* [Exercise task]
From the article on RRSP timing below, set down the passage from "Surprisingly, many people" to "sense for each." word for word.

When is the right time to invest in an RRSP?
When is the right time to invest in an RRSP?
RRSPs can certainly be a great tool for building your retirement nest egg and help you retire on time, but you need to analyze your personal situation first before making a decision. Based on your circumstances it could be wise to contribute, not contribute or withdraw funds.
Surprisingly, many people say that they don’t like investing in RRSPs, and that RRSPs are ineffective. This could certainly be true for some individuals in certain situations but as a wide-sweeping statement, it is certainly wide of the mark. When people ask what my thoughts on RRSPs are, I always say it depends entirely on the individual and their specific situation. Below I will go through the situations that four hypothetical taxpayers are in and explain why contributing to an RRSP may, or may not, make sense for each.
The main factors to take into account with all of the below scenarios are: how old the individual is, and at what stage of their career they are? Is there a probability that their income will be much higher, or lower, in a few years? When they plan on withdrawing the money from their RRSP, will they be in a higher tax bracket than when they contribute, lower tax bracket or the same?
The key rule of thumb with RRSPs is that you should contribute when in a high marginal tax rate, and withdraw when you are in a lower one.
Tom, age 24: Low-income earner in the early stages of his career, expects income to rise in the next 2 – 5 years.
In B.C., if you are earning $40,000 annually, your marginal tax rate would be 20.1%. If your income is $60,000 your marginal tax rate would be 28.2%. Tom is earning $40,000 now but thinks that in the next couple of years he will progress in his career and possibly earn around $60,000+. For Tom it would be best to wait to contribute to an RRSP until he is earning more as his tax deduction and return will be greater (8.1% greater in this case). His RRSP room from 2020 will still be available in years to come, as since 1991 the federal government has allowed taxpayers to carry forward their unused RRSP room. For Tom, earning $40,000 today, contributing to a TFSA and utilizing this room ($6,000 in 2020) is the best way to earn returns tax-free. Broadly speaking, I suggest that people with a marginal tax rate of 25% or lower should use TFSAs instead of RRSPs.

* [Given data]
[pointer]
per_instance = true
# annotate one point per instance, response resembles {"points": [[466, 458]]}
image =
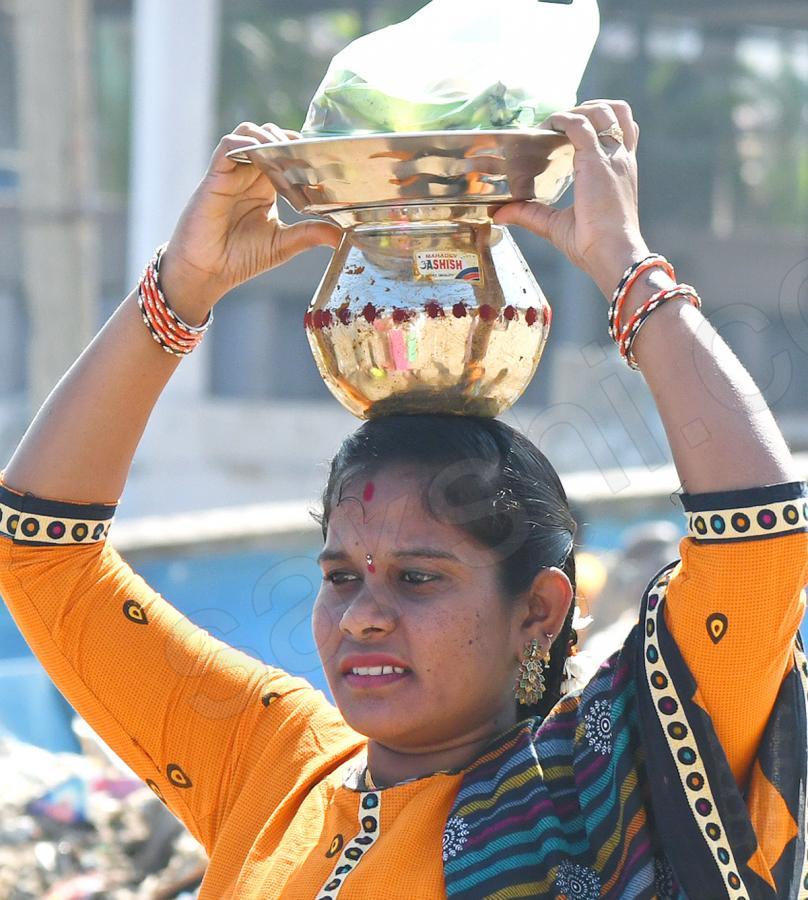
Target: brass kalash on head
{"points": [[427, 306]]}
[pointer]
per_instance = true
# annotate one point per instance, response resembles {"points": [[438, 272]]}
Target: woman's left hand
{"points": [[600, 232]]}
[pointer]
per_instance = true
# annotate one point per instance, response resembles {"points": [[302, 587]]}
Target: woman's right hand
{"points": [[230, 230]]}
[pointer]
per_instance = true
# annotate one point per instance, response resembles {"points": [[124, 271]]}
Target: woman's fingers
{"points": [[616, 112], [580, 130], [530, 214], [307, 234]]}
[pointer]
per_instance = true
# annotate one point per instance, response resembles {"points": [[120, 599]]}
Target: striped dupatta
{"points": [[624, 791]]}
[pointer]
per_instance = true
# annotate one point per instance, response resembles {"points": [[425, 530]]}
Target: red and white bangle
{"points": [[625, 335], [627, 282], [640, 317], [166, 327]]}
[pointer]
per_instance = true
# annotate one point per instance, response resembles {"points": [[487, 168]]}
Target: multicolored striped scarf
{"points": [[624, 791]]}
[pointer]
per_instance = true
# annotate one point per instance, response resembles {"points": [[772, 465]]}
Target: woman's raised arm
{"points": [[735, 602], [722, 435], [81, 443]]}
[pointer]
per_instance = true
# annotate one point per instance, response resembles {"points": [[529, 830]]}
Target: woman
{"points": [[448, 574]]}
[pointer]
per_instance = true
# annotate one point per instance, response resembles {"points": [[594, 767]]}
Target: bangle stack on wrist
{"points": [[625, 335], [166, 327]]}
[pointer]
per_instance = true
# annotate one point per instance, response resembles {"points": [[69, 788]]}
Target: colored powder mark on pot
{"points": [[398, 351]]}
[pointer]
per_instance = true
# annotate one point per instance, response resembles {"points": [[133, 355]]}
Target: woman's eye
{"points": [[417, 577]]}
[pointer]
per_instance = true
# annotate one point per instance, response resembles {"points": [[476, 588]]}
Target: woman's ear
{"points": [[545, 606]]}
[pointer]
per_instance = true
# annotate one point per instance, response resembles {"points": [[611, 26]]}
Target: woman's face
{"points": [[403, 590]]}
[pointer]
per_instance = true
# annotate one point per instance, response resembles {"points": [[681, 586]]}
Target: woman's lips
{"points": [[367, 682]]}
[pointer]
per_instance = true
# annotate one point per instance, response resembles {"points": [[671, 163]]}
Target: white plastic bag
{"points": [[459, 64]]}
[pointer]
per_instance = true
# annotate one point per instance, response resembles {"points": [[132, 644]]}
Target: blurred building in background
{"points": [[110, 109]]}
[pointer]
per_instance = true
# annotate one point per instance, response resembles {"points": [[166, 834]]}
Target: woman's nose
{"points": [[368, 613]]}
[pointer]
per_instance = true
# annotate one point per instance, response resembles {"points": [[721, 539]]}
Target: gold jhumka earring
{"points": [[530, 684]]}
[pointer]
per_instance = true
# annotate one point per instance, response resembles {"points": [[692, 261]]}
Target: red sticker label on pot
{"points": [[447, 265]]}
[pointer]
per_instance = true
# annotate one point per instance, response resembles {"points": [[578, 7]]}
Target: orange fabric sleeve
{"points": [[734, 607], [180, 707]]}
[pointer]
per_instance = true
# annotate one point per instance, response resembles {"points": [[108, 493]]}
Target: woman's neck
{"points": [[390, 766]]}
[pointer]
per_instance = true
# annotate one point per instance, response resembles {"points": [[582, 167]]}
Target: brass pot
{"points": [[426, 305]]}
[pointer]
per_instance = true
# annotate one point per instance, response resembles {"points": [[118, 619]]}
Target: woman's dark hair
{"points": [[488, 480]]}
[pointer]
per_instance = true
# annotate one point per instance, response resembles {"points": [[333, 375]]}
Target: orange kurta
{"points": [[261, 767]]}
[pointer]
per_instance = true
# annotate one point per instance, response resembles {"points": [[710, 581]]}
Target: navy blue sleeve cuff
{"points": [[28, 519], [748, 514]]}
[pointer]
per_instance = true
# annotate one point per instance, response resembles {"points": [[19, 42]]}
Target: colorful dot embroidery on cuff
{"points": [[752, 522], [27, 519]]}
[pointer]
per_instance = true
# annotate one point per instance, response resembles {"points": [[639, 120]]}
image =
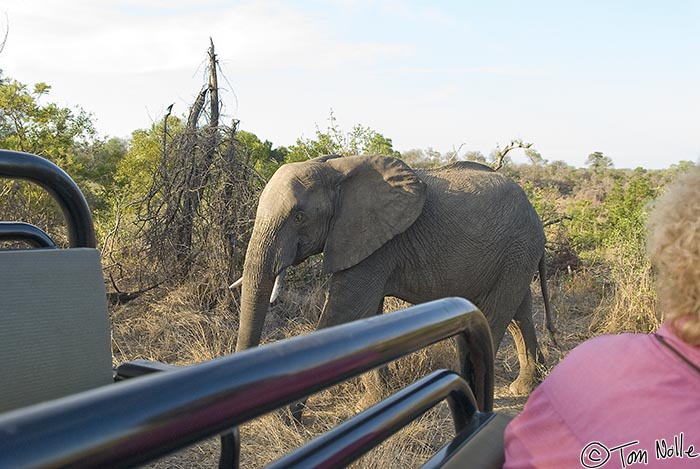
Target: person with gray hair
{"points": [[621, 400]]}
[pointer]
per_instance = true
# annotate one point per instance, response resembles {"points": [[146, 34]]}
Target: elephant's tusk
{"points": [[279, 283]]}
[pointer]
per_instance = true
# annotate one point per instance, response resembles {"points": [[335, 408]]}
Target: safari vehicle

* [Reply to the exercise]
Surprisingly, many people say that they don’t like investing in RRSPs, and that RRSPs are ineffective. This could certainly be true for some individuals in certain situations but as a wide-sweeping statement, it is certainly wide of the mark. When people ask what my thoughts on RRSPs are, I always say it depends entirely on the individual and their specific situation. Below I will go through the situations that four hypothetical taxpayers are in and explain why contributing to an RRSP may, or may not, make sense for each.